§ **Tarefa a cumprir**:
Prossiga com o texto sobre produção cultural, escrevendo a continuação a partir da última frase apresentada.

§ **Trecho fornecido**:

Introdução à Produção Cultural
por Vanessa Rocha
Bacharel em Produção Cultural pela Universidade Federal Fluminense. Professora substituta do curso na área de Planejamento Cultural. Produtora cultural da UFRJ, sócia e gerente de projetos da Mafuá Produções Culturais.
1. Introdução
A produção cultural, assim designada como um saber específico, é uma atividade recente. Embora a produção de atividades culturais exista há muito tempo, a criação de um saber determinado atendeu a realidade que vinha se configurando a partir das discussões sobre cultura no país e no mundo com o crescimento das indústrias culturais a partir da década de 80. O primeiro curso brasileiro de graduação em produção cultural, o curso da UFF, nasceu em 1996 fruto desse contexto, percebendo e antecipando essa realidade que começa a ser construída por artistas, gestores, administradores e os já intitulados produtores culturais. Desde então, estamos acompanhando uma sistematização cada vez maior desse saber através da criação de cursos de produção e gestão cultural e de procedimentos padronizados de construção de projetos e programas culturais.
Para refletirmos a produção cultural como saber é importante destacar que a palavra cultura é também recente, criada no século XIX na Europa, o que aponta para uma necessidade de nomear aquilo que os europeus vinham “descobrindo” pelo mundo mas não conseguiam caracterizar. Ou seja, nasce para dar conta da diferenciação entre aquilo que era o modo de vida europeu e o que era o modo de vida do “selvagem”, do “outro”. O século XX é assim marcado, dentre outras coisas, pelo uso disso que se começou a chamar de cultura, que foi desenvolvido pela antropologia e muito utilizado por governos e empresas de todo mundo. No Brasil a palavra aparece com veemência na fala dos intelectuais do modernismo prosseguindo até a criação de um Ministério de Cultura na década de 80, onde ganha sua legitimidade governamental definitiva e é incorporada de vez a fala dos mais diferentes grupos do país que reivindicam para si políticas culturais específicas.

§ **Linhas de dados**:
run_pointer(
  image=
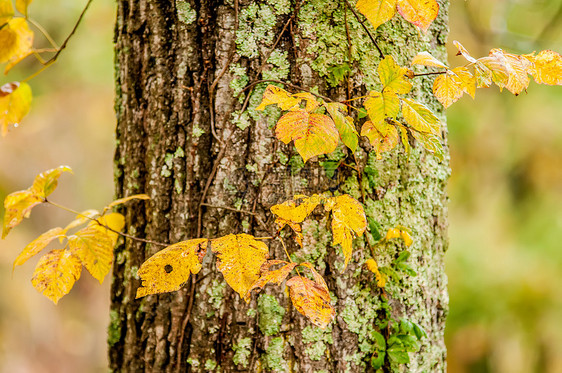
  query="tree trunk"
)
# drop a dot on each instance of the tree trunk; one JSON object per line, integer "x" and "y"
{"x": 187, "y": 133}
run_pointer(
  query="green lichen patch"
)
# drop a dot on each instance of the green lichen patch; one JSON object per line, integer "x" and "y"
{"x": 270, "y": 314}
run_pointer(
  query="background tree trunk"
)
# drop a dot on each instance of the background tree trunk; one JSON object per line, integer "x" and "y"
{"x": 187, "y": 133}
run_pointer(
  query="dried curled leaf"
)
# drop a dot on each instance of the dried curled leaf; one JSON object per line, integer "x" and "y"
{"x": 94, "y": 244}
{"x": 344, "y": 124}
{"x": 377, "y": 11}
{"x": 419, "y": 117}
{"x": 169, "y": 269}
{"x": 393, "y": 76}
{"x": 312, "y": 298}
{"x": 426, "y": 59}
{"x": 56, "y": 273}
{"x": 419, "y": 12}
{"x": 269, "y": 276}
{"x": 373, "y": 267}
{"x": 18, "y": 205}
{"x": 15, "y": 102}
{"x": 347, "y": 216}
{"x": 379, "y": 142}
{"x": 38, "y": 244}
{"x": 240, "y": 257}
{"x": 314, "y": 134}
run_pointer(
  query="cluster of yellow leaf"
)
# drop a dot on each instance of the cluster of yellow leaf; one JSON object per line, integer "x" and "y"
{"x": 504, "y": 69}
{"x": 16, "y": 43}
{"x": 384, "y": 107}
{"x": 91, "y": 246}
{"x": 418, "y": 12}
{"x": 348, "y": 217}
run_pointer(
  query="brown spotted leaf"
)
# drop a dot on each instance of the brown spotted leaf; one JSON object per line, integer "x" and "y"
{"x": 240, "y": 257}
{"x": 56, "y": 273}
{"x": 169, "y": 269}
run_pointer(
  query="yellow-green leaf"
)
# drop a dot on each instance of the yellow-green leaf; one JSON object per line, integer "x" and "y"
{"x": 382, "y": 105}
{"x": 373, "y": 267}
{"x": 275, "y": 95}
{"x": 240, "y": 257}
{"x": 393, "y": 76}
{"x": 419, "y": 12}
{"x": 15, "y": 102}
{"x": 347, "y": 216}
{"x": 546, "y": 67}
{"x": 312, "y": 298}
{"x": 314, "y": 134}
{"x": 378, "y": 141}
{"x": 269, "y": 276}
{"x": 426, "y": 59}
{"x": 6, "y": 11}
{"x": 16, "y": 39}
{"x": 21, "y": 6}
{"x": 56, "y": 273}
{"x": 344, "y": 124}
{"x": 448, "y": 88}
{"x": 38, "y": 244}
{"x": 94, "y": 244}
{"x": 419, "y": 117}
{"x": 377, "y": 11}
{"x": 169, "y": 269}
{"x": 18, "y": 206}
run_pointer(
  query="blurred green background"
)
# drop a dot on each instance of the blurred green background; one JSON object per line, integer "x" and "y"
{"x": 505, "y": 259}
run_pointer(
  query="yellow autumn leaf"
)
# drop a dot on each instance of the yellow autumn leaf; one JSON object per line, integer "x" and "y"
{"x": 15, "y": 102}
{"x": 382, "y": 105}
{"x": 6, "y": 11}
{"x": 38, "y": 244}
{"x": 312, "y": 298}
{"x": 344, "y": 124}
{"x": 239, "y": 258}
{"x": 393, "y": 76}
{"x": 373, "y": 267}
{"x": 314, "y": 134}
{"x": 21, "y": 6}
{"x": 399, "y": 232}
{"x": 94, "y": 244}
{"x": 16, "y": 39}
{"x": 269, "y": 276}
{"x": 379, "y": 142}
{"x": 56, "y": 273}
{"x": 347, "y": 216}
{"x": 419, "y": 12}
{"x": 275, "y": 95}
{"x": 426, "y": 59}
{"x": 419, "y": 117}
{"x": 546, "y": 67}
{"x": 466, "y": 79}
{"x": 169, "y": 269}
{"x": 448, "y": 88}
{"x": 377, "y": 11}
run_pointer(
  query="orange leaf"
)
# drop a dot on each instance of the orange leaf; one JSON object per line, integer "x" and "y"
{"x": 38, "y": 244}
{"x": 393, "y": 76}
{"x": 377, "y": 11}
{"x": 240, "y": 257}
{"x": 15, "y": 102}
{"x": 169, "y": 269}
{"x": 314, "y": 134}
{"x": 347, "y": 216}
{"x": 379, "y": 142}
{"x": 56, "y": 273}
{"x": 419, "y": 12}
{"x": 269, "y": 276}
{"x": 312, "y": 298}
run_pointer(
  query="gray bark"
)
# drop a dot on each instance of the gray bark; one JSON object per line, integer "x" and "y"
{"x": 183, "y": 140}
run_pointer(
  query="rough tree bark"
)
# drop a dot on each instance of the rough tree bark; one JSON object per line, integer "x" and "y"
{"x": 187, "y": 133}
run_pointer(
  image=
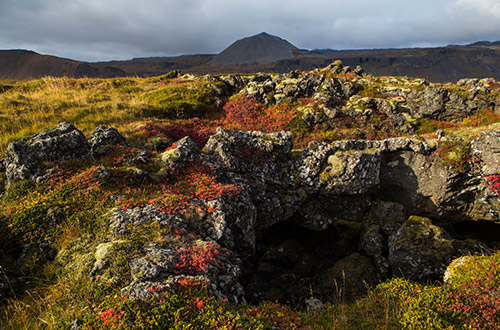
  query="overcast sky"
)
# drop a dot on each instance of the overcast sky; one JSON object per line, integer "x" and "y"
{"x": 98, "y": 30}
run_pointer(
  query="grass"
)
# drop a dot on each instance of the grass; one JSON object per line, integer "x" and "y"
{"x": 153, "y": 113}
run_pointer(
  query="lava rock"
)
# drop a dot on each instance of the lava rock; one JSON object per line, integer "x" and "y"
{"x": 34, "y": 157}
{"x": 420, "y": 250}
{"x": 102, "y": 137}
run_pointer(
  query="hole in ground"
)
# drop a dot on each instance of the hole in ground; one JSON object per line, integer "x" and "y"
{"x": 291, "y": 261}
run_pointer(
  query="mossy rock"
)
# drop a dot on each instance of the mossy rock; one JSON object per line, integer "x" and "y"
{"x": 420, "y": 250}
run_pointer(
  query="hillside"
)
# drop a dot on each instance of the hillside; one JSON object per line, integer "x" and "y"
{"x": 323, "y": 199}
{"x": 267, "y": 53}
{"x": 22, "y": 64}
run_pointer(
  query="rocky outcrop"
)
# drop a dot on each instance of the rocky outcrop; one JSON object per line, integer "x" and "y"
{"x": 420, "y": 250}
{"x": 102, "y": 137}
{"x": 352, "y": 211}
{"x": 34, "y": 157}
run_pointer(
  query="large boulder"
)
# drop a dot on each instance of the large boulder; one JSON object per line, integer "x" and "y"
{"x": 420, "y": 250}
{"x": 34, "y": 157}
{"x": 102, "y": 137}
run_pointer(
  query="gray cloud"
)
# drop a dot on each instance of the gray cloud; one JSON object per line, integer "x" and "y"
{"x": 121, "y": 29}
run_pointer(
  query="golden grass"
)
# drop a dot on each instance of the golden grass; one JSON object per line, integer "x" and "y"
{"x": 41, "y": 104}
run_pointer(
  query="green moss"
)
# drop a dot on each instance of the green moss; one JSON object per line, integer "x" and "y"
{"x": 170, "y": 156}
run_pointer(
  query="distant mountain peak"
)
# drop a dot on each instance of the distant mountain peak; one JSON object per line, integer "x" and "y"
{"x": 262, "y": 48}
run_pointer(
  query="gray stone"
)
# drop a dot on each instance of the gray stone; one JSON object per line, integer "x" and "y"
{"x": 420, "y": 251}
{"x": 34, "y": 157}
{"x": 102, "y": 137}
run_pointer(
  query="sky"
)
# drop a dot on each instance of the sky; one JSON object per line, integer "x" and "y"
{"x": 103, "y": 30}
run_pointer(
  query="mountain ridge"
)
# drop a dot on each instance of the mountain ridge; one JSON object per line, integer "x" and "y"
{"x": 262, "y": 48}
{"x": 265, "y": 52}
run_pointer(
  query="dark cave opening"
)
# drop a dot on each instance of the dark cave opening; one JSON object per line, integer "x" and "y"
{"x": 484, "y": 231}
{"x": 292, "y": 262}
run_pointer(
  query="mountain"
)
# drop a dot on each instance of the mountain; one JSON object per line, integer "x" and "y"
{"x": 265, "y": 52}
{"x": 25, "y": 64}
{"x": 262, "y": 48}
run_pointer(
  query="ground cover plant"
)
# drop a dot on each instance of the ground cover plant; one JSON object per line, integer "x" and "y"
{"x": 69, "y": 214}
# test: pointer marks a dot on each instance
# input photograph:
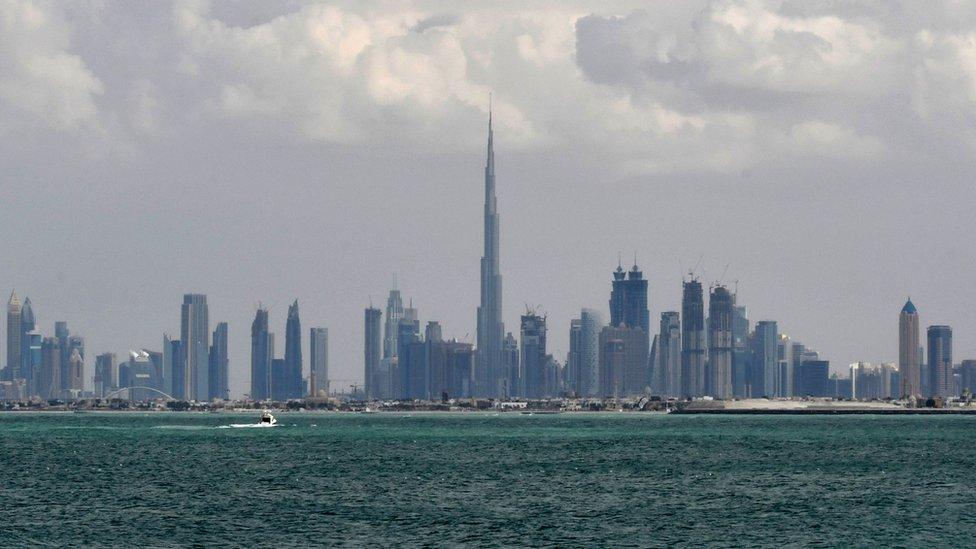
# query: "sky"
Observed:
(816, 155)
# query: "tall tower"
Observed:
(293, 353)
(491, 330)
(940, 361)
(692, 339)
(318, 360)
(394, 312)
(219, 364)
(908, 363)
(262, 350)
(195, 335)
(14, 335)
(371, 353)
(669, 354)
(720, 317)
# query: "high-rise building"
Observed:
(293, 353)
(692, 339)
(106, 374)
(591, 322)
(908, 359)
(318, 355)
(533, 356)
(573, 372)
(967, 377)
(720, 346)
(219, 364)
(628, 300)
(668, 357)
(195, 335)
(623, 364)
(14, 333)
(73, 369)
(371, 355)
(49, 375)
(583, 360)
(27, 324)
(940, 361)
(740, 352)
(262, 351)
(765, 359)
(394, 312)
(33, 342)
(812, 379)
(178, 369)
(279, 384)
(491, 330)
(410, 372)
(511, 357)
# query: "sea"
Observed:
(176, 479)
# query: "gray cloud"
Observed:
(311, 149)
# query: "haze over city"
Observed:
(820, 155)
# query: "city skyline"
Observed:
(250, 181)
(198, 370)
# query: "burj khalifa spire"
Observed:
(491, 330)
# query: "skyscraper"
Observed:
(765, 353)
(623, 363)
(318, 355)
(195, 335)
(908, 360)
(33, 342)
(740, 352)
(27, 324)
(628, 300)
(533, 356)
(14, 333)
(591, 322)
(293, 353)
(668, 365)
(49, 374)
(106, 374)
(394, 312)
(582, 362)
(573, 381)
(720, 317)
(940, 361)
(262, 351)
(219, 364)
(692, 339)
(371, 353)
(491, 330)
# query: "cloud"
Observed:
(43, 81)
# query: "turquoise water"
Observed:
(171, 479)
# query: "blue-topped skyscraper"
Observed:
(940, 361)
(692, 339)
(628, 300)
(219, 364)
(262, 351)
(195, 335)
(293, 355)
(491, 330)
(909, 365)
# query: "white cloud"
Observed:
(42, 79)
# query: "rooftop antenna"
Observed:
(721, 278)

§ **Resposta final**:
Félix Guattari, um pensador francês que construiu um pensamento liberto e libertário em andanças pelo mundo, muitas delas pelo Brasil e América Latina, diz que cultura é um conceito reacionário, ou seja, seu uso está sempre atrelado a política e faz parte de um processo de subjetivação. O pensador defende a existência de três culturas: a cultura-valor; a cultura-alma-coletiva; e a cultura-mercadoria. Evidencia, assim, aquilo que Foucault, também pensador francês e um dos mais importantes do século XX, já havia dito: que nenhum conceito existe por si mesmo até que seja configurado na prática. A cultura, nesse sentido, só existe enquanto algo que se pratica, que é ação, e então ela ganha seu significado. Para ele, hoje a cultura estaria no âmbito do mercado, seria a peça participante da sujeição subjetiva do que ele chama de Capitalismo Mundial Integrado, enquanto o capital se responsabilizaria por uma sujeição material. É nesse sentido que fica difícil, por exemplo, reivindicarmos uma cultura e, logo, uma política, pois falar de cultura hoje, para ele, é correr o risco de ser capturado como nicho de mercado, quando não como um gueto para o qual as políticas públicas se voltam mas não conseguem atender devido as próprias limitações do Estado como instituição em crise e como lógica de representação.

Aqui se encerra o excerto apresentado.